# Work required
Filter the data below, keeping only lines that contain "woman".

Material for this exercise section start

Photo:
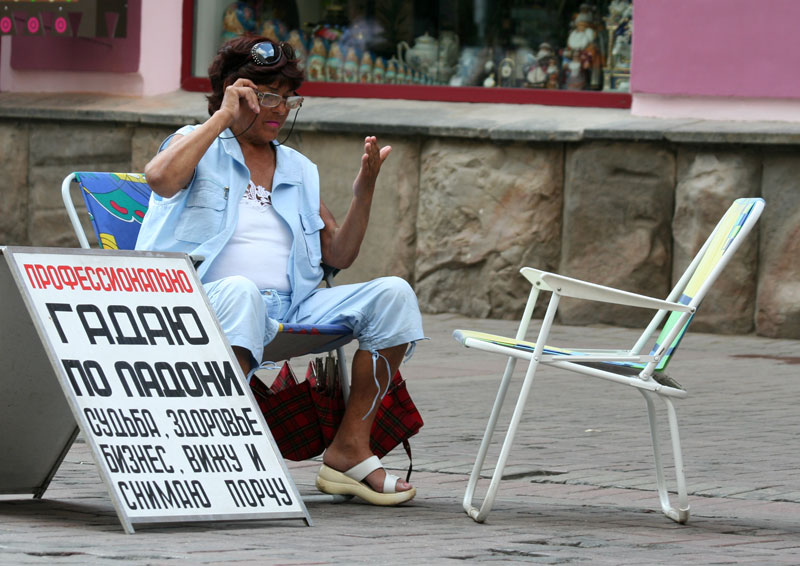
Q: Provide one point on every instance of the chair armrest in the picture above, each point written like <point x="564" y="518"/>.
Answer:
<point x="568" y="287"/>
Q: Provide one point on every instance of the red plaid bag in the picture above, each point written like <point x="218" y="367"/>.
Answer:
<point x="397" y="420"/>
<point x="290" y="414"/>
<point x="304" y="417"/>
<point x="326" y="392"/>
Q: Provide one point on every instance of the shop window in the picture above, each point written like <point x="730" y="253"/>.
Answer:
<point x="565" y="52"/>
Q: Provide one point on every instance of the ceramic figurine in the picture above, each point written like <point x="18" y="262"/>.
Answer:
<point x="574" y="78"/>
<point x="489" y="81"/>
<point x="299" y="46"/>
<point x="378" y="71"/>
<point x="448" y="48"/>
<point x="351" y="66"/>
<point x="422" y="55"/>
<point x="274" y="30"/>
<point x="334" y="64"/>
<point x="583" y="34"/>
<point x="365" y="68"/>
<point x="391" y="72"/>
<point x="238" y="19"/>
<point x="505" y="72"/>
<point x="316" y="60"/>
<point x="553" y="74"/>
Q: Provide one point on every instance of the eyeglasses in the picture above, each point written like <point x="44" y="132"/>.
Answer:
<point x="266" y="54"/>
<point x="272" y="100"/>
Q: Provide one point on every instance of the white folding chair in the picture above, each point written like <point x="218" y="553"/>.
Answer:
<point x="629" y="366"/>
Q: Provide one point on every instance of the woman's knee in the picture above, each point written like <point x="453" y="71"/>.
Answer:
<point x="234" y="293"/>
<point x="234" y="287"/>
<point x="396" y="288"/>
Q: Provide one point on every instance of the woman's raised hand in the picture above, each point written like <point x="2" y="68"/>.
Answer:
<point x="371" y="162"/>
<point x="240" y="93"/>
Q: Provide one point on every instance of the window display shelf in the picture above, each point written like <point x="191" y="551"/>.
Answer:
<point x="471" y="64"/>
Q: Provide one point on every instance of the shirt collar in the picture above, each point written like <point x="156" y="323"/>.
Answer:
<point x="287" y="169"/>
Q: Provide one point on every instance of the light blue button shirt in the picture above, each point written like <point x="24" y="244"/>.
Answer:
<point x="200" y="219"/>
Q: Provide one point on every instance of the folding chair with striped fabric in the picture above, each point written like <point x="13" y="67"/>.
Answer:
<point x="628" y="366"/>
<point x="117" y="204"/>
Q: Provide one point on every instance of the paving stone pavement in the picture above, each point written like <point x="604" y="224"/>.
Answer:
<point x="580" y="487"/>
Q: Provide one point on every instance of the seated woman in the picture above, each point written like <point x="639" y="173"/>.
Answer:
<point x="228" y="191"/>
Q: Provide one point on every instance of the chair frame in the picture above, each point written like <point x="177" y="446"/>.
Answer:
<point x="329" y="273"/>
<point x="559" y="286"/>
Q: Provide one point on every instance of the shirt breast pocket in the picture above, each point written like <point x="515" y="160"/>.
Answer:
<point x="203" y="216"/>
<point x="312" y="224"/>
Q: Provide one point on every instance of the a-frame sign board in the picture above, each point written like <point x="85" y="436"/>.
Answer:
<point x="123" y="347"/>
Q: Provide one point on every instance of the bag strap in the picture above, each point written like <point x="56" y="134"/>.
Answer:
<point x="407" y="446"/>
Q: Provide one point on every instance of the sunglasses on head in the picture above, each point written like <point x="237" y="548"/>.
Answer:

Material for this exercise section end

# Answer area
Q: Provide one point on every instance of the woman's knee in the picture above, each point written like <point x="453" y="71"/>.
Q: Provide one point on every instance of the woman's raised hand in the picture above, each point written like <point x="2" y="68"/>.
Q: Provide one point on every instance of the seated woman in the picture above, each point written like <point x="639" y="173"/>.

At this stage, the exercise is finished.